> [Problems and tasks]:
• 1. List every year that the passage below on Austria-Hungary and Russia mentions.
• 2. Output the text of the passage on Austria-Hungary and Russia between "Under Aehrenthal, however, Austria-Hungary" and "down with it.", inclusive.
• 3. Write the next part of the passage on Austria-Hungary and Russia, picking up after its last sentence.

> [Excerpted passage]:
Under Aehrenthal, however, Austria-Hungary and Russia were going to fall out badly and perhaps irredeemably over the fate of the small and poor Ottoman province of Bosnia-Herzegovina in the western part of the Balkans. The policy of moderation and co-operation in the Balkans which had existed between the two powers lay in shreds, to the ultimate ruin of both. What they had long feared, armed confrontation in the Balkans, nearly happened in 1908, again in 1912 and 1913, and finally broke out in 1914 and brought most of Europe down with it.

> [Dataset records]:
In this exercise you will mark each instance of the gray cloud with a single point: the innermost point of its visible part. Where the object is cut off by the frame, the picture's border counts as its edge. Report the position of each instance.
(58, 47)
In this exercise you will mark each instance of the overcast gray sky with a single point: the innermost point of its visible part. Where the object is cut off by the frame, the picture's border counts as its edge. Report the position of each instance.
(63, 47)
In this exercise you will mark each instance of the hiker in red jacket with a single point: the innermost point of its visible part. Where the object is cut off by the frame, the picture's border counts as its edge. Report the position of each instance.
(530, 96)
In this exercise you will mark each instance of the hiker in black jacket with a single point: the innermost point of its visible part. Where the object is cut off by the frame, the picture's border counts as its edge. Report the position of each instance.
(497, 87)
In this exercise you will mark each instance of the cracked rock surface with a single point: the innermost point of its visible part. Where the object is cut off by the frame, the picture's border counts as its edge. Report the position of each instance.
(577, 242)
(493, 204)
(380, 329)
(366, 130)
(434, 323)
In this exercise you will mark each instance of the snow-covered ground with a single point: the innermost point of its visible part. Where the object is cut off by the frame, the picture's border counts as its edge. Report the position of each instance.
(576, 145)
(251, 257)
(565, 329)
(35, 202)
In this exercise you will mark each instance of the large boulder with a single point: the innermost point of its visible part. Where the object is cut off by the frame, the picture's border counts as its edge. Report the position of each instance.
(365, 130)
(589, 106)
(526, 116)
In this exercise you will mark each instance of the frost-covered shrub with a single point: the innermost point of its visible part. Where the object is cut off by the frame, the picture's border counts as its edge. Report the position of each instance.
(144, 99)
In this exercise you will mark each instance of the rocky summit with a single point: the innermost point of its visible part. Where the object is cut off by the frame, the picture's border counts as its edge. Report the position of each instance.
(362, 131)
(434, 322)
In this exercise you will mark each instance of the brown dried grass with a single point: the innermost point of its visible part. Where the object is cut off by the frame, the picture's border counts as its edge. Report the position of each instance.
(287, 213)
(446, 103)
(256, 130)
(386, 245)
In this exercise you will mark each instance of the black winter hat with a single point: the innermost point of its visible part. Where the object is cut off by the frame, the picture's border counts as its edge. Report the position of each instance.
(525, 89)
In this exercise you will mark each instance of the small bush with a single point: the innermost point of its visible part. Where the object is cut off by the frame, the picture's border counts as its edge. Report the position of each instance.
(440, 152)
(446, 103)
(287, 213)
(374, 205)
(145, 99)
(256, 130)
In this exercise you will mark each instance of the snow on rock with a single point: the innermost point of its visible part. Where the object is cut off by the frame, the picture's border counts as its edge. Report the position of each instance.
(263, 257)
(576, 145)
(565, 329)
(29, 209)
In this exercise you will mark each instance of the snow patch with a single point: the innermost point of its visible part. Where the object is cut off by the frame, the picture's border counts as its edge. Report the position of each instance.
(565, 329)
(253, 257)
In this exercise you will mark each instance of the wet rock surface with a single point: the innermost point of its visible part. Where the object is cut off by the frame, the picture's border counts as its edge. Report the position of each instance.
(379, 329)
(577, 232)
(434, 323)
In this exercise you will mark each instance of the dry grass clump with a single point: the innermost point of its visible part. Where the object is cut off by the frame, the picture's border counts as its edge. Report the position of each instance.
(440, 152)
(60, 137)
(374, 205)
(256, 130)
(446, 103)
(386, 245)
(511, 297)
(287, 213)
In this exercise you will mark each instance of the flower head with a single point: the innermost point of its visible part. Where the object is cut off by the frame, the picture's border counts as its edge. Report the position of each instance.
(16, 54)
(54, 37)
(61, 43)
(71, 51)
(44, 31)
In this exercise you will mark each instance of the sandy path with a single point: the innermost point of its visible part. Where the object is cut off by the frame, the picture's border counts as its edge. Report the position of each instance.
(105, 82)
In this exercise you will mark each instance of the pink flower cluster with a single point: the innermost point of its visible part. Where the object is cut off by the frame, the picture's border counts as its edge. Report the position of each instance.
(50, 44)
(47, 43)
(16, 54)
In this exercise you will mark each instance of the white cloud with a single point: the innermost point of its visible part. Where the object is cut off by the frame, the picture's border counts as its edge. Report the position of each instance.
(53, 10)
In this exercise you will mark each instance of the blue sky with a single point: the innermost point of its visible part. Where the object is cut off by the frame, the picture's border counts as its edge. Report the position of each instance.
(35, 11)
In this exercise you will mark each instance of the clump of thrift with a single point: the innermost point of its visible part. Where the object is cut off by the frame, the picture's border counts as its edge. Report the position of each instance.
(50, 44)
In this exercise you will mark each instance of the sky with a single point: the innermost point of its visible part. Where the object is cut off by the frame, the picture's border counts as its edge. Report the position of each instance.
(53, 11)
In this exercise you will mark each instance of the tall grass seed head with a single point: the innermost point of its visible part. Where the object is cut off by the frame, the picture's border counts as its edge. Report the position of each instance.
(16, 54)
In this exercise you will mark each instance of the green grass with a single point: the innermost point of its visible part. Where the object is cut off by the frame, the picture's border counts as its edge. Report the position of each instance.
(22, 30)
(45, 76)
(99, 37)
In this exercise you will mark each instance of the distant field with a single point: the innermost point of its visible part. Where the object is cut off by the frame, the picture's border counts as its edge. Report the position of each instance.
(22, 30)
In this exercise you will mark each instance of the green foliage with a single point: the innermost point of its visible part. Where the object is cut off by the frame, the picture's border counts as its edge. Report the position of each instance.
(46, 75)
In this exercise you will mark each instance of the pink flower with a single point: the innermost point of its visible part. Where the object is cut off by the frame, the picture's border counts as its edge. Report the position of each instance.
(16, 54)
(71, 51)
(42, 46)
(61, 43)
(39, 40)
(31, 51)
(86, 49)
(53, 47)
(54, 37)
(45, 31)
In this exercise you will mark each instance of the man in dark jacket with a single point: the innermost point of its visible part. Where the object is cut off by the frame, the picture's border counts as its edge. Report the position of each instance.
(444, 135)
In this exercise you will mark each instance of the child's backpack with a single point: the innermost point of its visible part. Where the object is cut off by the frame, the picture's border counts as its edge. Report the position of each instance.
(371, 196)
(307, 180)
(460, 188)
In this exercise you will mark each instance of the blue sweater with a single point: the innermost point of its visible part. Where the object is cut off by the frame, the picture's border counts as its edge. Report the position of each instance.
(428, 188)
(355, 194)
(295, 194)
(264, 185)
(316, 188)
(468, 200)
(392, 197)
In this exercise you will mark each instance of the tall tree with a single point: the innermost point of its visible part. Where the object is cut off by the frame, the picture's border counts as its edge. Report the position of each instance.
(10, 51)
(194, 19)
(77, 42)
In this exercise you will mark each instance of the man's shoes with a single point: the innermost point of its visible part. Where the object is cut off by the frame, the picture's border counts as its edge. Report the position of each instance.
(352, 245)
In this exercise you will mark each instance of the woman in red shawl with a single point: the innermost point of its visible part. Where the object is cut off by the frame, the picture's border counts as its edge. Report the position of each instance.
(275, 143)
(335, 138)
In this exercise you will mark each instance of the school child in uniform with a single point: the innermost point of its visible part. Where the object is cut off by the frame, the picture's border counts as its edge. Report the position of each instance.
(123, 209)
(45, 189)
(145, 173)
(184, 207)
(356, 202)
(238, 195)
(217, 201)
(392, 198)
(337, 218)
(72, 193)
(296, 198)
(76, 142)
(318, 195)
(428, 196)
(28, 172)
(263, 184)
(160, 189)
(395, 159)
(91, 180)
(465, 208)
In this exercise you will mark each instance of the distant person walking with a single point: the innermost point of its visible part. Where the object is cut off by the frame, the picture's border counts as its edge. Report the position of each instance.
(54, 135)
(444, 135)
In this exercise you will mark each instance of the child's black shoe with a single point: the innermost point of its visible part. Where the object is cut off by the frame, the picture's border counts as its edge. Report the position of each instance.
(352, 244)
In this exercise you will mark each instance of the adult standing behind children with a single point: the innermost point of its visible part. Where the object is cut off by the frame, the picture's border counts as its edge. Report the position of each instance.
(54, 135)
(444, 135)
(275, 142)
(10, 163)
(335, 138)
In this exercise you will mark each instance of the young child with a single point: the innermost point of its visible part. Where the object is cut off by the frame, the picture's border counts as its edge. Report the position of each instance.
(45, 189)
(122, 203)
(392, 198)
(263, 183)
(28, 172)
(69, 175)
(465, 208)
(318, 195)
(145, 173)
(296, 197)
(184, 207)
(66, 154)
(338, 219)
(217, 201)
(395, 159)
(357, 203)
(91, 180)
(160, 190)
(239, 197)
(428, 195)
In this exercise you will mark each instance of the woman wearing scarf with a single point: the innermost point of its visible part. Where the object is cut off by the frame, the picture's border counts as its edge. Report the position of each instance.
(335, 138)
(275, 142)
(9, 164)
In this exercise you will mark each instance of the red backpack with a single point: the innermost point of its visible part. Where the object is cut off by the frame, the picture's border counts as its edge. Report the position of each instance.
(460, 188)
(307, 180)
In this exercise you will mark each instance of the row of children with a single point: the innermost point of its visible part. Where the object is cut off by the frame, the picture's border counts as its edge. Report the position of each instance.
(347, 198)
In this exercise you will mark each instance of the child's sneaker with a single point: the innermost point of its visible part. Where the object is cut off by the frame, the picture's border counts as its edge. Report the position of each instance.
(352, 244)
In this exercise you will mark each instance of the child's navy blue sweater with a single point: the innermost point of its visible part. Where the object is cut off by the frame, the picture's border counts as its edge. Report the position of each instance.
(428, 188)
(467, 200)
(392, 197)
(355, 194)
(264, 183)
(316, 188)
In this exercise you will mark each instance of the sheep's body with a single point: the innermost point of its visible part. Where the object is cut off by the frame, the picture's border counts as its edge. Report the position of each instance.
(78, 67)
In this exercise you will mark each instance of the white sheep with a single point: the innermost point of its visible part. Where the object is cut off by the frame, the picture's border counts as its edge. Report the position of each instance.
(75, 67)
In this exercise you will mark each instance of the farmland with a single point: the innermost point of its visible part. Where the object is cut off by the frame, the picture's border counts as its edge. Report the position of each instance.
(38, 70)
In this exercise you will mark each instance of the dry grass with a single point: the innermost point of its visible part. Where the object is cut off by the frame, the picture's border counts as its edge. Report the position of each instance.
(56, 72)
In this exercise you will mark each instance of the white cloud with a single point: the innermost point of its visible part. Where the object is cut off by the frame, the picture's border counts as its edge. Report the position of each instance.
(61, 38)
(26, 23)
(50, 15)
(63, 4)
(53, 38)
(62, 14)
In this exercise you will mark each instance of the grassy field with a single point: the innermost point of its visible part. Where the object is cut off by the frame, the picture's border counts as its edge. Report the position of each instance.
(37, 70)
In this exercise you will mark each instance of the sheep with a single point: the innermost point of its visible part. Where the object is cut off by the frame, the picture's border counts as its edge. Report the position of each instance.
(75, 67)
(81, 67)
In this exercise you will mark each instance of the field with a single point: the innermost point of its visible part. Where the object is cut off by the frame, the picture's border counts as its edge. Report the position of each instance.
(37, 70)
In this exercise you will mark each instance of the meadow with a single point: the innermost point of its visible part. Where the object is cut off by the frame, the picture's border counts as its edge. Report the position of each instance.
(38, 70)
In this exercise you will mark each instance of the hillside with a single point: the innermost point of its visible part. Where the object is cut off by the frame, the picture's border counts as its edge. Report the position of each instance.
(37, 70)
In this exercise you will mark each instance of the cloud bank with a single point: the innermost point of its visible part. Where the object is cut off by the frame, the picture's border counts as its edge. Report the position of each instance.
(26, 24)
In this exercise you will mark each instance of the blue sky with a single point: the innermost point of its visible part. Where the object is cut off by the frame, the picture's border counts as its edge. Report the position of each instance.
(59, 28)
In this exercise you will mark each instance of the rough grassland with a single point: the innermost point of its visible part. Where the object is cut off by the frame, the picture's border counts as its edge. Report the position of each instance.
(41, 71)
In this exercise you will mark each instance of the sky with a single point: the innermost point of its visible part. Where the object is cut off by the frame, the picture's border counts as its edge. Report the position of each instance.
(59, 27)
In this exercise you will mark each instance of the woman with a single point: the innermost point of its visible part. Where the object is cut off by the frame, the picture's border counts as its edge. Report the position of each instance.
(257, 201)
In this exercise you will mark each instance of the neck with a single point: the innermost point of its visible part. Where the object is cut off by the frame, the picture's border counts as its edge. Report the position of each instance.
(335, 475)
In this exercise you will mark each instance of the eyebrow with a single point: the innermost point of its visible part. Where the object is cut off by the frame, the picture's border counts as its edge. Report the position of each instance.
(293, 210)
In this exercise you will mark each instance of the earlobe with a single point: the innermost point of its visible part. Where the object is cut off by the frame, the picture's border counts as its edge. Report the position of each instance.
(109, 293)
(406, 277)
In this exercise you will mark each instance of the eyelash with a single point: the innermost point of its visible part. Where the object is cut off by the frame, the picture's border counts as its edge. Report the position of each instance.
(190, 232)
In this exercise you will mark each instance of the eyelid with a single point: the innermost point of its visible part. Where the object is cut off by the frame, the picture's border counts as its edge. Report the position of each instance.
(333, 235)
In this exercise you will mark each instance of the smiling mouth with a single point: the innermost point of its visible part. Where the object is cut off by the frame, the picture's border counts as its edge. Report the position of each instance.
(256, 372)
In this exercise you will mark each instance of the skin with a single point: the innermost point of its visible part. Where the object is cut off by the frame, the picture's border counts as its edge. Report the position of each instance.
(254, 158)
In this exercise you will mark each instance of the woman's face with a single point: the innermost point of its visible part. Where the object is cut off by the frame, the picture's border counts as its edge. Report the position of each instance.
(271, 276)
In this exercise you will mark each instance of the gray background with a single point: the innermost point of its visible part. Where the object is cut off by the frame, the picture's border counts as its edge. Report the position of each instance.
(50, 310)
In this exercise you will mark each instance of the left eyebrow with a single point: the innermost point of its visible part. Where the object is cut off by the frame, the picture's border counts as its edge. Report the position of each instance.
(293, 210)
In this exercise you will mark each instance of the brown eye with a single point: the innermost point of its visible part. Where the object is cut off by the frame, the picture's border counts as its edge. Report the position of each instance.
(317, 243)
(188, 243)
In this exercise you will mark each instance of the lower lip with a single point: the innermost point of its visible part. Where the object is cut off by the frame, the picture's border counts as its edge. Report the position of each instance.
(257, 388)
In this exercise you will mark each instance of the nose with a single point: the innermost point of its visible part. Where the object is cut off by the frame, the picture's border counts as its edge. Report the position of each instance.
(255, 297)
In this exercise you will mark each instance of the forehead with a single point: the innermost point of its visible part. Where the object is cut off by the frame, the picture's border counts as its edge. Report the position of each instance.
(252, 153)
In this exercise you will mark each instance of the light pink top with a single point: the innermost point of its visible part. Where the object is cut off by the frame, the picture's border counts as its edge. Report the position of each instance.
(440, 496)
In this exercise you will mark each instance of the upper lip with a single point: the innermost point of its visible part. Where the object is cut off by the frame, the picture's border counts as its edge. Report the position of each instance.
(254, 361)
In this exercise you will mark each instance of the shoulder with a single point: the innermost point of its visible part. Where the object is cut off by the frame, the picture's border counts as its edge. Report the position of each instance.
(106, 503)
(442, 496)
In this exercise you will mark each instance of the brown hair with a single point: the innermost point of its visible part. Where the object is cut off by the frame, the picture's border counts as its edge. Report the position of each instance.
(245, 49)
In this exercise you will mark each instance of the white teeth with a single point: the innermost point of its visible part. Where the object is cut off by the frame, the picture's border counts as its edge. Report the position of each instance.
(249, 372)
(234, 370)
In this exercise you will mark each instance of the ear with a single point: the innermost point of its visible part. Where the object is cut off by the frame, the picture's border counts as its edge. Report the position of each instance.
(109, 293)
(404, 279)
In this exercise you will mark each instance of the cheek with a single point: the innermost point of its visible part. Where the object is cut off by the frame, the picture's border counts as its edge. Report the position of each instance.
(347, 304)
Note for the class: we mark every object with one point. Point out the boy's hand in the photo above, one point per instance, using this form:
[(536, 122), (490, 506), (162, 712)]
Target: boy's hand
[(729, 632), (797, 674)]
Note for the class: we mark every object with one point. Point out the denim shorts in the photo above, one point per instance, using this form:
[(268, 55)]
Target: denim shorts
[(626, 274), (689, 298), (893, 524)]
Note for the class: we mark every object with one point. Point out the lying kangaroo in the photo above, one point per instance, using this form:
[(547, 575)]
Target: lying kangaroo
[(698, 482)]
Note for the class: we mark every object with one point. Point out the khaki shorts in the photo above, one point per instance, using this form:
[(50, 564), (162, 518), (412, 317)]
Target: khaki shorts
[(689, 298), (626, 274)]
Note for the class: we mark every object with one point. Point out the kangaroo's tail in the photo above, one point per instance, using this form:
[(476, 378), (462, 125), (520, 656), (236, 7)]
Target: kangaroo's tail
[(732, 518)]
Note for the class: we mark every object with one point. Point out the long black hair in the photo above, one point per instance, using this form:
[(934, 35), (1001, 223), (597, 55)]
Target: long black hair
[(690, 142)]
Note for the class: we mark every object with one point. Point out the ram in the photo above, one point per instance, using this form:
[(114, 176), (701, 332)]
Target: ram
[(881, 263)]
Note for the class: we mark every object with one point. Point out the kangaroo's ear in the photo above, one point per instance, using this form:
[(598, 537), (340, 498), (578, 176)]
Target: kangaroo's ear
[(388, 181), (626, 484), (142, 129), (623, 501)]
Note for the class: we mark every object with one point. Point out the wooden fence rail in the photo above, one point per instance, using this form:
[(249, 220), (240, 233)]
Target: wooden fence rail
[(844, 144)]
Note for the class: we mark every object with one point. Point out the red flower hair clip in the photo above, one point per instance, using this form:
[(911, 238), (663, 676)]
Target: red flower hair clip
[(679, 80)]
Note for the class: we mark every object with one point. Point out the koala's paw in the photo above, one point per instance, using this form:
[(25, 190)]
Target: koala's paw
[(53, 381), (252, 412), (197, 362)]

> [Task responses]:
• 1. 1908, 1912, 1913, 1914

• 2.
Under Aehrenthal, however, Austria-Hungary and Russia were going to fall out badly and perhaps irredeemably over the fate of the small and poor Ottoman province of Bosnia-Herzegovina in the western part of the Balkans. The policy of moderation and co-operation in the Balkans which had existed between the two powers lay in shreds, to the ultimate ruin of both. What they had long feared, armed confrontation in the Balkans, nearly happened in 1908, again in 1912 and 1913, and finally broke out in 1914 and brought most of Europe down with it.

• 3.
The downward spiral of the Ottoman Empire had made the temptations of picking up the spoils hard to resist for both powers. Austria-Hungary, too, which had never been a colonial power, had finally caught the prevailing infection of imperialism and some, including Conrad, were starting to think in terms of acquiring colonies, whether in the Balkans themselves or further afield in Ottoman Asia. Russia, for its part, was turning westward after its defeat at the hands of Japan in 1905 and Europe as well as real and potential allies in the Balkans were more important than they had once been. Influence there was a way of demonstrating that Russia was still a great power. By 1907, the understanding with Austria-Hungary to maintain the status quo in the Balkans was starting to fray as the two powers disagreed, for example over the reforms needed in the Ottoman territory of Macedonia.